===== Records provided =====

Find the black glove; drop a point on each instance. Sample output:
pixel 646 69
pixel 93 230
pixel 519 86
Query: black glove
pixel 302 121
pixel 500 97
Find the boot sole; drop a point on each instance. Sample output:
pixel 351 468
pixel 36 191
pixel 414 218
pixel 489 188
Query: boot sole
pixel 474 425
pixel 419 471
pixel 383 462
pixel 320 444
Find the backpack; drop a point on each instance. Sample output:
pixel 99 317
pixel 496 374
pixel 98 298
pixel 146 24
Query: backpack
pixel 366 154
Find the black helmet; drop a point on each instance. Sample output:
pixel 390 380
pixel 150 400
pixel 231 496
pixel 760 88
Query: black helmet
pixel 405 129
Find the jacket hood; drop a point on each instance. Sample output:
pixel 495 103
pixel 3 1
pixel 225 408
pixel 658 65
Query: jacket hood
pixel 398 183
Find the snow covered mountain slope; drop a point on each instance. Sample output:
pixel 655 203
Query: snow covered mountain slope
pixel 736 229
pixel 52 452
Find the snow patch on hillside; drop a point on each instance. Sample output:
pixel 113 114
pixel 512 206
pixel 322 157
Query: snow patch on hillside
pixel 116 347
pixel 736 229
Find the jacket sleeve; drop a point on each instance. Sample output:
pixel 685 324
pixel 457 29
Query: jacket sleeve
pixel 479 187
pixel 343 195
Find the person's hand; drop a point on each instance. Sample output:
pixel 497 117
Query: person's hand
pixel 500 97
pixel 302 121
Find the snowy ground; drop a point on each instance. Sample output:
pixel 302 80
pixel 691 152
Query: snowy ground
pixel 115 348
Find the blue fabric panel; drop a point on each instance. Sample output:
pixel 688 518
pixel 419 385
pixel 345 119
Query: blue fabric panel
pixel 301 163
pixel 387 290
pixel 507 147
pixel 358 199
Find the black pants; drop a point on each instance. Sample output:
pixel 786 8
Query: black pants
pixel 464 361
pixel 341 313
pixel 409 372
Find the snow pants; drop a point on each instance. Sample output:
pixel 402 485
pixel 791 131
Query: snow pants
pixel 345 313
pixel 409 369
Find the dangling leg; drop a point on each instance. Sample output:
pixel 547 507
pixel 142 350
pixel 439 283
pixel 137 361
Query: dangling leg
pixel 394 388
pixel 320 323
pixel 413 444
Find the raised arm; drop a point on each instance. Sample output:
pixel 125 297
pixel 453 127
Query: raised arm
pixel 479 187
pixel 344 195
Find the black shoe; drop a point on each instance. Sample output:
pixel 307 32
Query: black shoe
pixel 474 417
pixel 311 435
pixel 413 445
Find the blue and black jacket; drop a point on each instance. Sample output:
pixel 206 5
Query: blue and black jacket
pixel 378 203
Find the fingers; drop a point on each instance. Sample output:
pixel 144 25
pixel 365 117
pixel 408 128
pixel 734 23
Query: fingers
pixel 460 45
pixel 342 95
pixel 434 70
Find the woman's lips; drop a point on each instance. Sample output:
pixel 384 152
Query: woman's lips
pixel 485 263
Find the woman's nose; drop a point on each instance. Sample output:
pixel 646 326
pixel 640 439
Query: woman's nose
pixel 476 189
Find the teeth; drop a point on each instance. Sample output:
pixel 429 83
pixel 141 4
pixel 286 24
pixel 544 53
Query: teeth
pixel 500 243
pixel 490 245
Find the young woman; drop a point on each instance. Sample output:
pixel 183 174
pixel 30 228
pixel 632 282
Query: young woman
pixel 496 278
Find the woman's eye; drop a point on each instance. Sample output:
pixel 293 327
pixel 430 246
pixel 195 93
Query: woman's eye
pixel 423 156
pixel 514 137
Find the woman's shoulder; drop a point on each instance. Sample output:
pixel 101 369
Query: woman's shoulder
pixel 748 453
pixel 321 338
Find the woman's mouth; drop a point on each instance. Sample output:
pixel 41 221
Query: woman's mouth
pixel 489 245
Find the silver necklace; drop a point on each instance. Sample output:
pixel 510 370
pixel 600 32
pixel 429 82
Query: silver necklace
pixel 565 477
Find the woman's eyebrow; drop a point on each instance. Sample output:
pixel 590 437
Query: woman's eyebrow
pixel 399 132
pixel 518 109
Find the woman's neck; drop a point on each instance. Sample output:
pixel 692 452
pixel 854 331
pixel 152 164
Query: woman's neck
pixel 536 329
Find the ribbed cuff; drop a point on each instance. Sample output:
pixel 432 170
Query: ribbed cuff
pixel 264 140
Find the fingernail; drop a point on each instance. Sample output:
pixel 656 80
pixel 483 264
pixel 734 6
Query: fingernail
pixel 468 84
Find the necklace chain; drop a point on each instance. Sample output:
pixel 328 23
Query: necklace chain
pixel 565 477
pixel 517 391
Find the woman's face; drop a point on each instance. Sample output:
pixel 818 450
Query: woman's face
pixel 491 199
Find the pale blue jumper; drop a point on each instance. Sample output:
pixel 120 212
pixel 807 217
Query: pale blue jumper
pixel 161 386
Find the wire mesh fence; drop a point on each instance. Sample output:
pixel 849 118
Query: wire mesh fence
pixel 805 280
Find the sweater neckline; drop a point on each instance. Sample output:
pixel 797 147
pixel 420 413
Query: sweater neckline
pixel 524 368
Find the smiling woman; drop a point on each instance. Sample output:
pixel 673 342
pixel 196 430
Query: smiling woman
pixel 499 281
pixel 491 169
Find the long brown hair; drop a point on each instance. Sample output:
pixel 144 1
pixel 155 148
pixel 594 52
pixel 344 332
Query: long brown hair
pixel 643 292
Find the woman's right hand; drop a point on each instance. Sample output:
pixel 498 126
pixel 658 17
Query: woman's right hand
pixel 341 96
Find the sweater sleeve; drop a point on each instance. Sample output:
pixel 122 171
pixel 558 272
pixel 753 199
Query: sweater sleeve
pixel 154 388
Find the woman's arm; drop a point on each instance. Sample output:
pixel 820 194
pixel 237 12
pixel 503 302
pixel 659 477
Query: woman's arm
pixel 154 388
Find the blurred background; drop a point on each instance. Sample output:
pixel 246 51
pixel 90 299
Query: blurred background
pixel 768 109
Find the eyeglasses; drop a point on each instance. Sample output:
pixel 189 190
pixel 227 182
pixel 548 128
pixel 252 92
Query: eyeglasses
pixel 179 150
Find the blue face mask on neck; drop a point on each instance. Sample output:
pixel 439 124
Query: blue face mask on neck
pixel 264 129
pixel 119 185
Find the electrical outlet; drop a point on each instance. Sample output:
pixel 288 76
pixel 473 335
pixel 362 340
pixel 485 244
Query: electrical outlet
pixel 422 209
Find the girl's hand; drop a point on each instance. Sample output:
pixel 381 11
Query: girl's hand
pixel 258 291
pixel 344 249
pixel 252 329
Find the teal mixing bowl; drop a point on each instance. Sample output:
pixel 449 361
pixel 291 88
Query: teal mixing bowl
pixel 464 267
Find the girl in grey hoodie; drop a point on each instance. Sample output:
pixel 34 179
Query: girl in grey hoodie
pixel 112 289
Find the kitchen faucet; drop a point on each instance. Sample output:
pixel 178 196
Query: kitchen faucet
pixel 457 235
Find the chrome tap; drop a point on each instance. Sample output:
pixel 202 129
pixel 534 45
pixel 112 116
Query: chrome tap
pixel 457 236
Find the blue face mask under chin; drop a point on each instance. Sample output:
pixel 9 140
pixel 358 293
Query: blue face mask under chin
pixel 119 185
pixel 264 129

=====

Task prompt: Among the records above, a stretch begins at the line containing "pixel 414 218" and ends at the line containing "pixel 453 127". Restate that stretch word for word, and nothing else.

Answer to the problem:
pixel 414 218
pixel 489 188
Query: boot sole
pixel 474 425
pixel 419 471
pixel 383 462
pixel 320 444
Find the backpack; drop a point on each instance. Sample output:
pixel 99 317
pixel 496 374
pixel 98 298
pixel 146 24
Query: backpack
pixel 366 154
Find the black helmet; drop a point on each instance. Sample output:
pixel 390 380
pixel 150 400
pixel 231 496
pixel 760 88
Query: black helmet
pixel 405 129
Find the jacket hood; drop a point on each instance. Sample output:
pixel 495 103
pixel 3 1
pixel 225 408
pixel 658 65
Query: jacket hood
pixel 398 183
Find the snow covered mountain slope; drop a point on each instance. Sample output:
pixel 655 203
Query: snow covered mountain slope
pixel 736 229
pixel 52 452
Find the snow patch on hillside; drop a point on each instance. Sample output:
pixel 113 114
pixel 512 206
pixel 322 157
Query: snow patch on hillside
pixel 116 347
pixel 736 229
Find the jacket sleeve; drop a point on each instance. Sample output:
pixel 685 324
pixel 457 29
Query: jacket sleeve
pixel 479 187
pixel 343 195
Find the person's hand; drop a point on each instance. Sample output:
pixel 497 117
Query: person's hand
pixel 500 97
pixel 302 121
Find the snowy ground; drop a point on each instance. Sample output:
pixel 302 80
pixel 691 152
Query: snowy ground
pixel 115 348
Find the blue fabric panel; drop a point on each instance. Sample output:
pixel 688 518
pixel 419 385
pixel 345 119
Query: blue fabric panel
pixel 301 163
pixel 387 290
pixel 507 147
pixel 358 199
Find the black pants; drop a point on each instance. Sample output:
pixel 786 8
Query: black pants
pixel 464 361
pixel 341 313
pixel 409 372
Find the snow pants; drop a point on each instance. Sample output:
pixel 402 485
pixel 791 131
Query: snow pants
pixel 345 313
pixel 409 369
Find the dangling leg; drop a point on each instance. Sample output:
pixel 547 507
pixel 142 350
pixel 439 283
pixel 137 361
Query: dangling leg
pixel 394 388
pixel 320 323
pixel 413 444
Find the raised arm; drop a point on each instance. Sample output:
pixel 125 297
pixel 453 127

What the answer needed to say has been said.